• [LO QUE SE PIDE] Cuenta cuántas líneas de los ítems de abajo contienen la palabra "white". Responde únicamente con el número.

==== EXTRACTOS DE DATOS

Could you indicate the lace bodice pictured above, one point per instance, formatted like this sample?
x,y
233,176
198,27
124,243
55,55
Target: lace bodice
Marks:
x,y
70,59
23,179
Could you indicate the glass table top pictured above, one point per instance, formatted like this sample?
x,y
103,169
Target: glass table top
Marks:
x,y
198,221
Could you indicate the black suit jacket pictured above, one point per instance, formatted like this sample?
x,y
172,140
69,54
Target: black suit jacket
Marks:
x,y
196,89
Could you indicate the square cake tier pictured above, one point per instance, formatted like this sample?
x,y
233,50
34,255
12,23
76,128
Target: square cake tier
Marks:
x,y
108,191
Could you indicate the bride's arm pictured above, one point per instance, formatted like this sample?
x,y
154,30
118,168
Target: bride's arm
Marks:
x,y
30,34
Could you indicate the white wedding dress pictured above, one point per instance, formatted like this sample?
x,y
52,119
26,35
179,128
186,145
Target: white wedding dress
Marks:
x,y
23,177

========
==== EXTRACTOS DE DATOS

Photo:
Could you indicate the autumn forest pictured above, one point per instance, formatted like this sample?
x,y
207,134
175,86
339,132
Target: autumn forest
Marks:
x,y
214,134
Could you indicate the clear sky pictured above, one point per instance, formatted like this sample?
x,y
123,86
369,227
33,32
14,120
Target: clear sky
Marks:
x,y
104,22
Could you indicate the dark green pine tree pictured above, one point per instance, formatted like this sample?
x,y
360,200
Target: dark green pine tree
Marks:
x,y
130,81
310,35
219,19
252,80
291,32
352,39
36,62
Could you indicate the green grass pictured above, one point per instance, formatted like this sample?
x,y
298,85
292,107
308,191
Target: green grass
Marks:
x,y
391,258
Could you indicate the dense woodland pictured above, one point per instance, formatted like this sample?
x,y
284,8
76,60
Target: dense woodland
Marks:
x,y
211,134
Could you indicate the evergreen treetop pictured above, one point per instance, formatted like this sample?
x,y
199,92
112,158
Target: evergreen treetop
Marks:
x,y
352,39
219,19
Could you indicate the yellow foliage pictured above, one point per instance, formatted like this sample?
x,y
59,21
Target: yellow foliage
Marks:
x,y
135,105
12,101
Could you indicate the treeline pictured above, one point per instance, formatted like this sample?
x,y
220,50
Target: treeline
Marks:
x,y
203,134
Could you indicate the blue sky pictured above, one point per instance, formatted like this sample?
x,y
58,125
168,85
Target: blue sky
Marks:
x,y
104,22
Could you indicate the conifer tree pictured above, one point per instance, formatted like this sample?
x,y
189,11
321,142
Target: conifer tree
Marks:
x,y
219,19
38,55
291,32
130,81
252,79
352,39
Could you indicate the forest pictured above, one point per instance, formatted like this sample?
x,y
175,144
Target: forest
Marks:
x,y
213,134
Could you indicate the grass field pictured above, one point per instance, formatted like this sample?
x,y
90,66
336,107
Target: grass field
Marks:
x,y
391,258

========

• [RESPUESTA COMPLETA] 2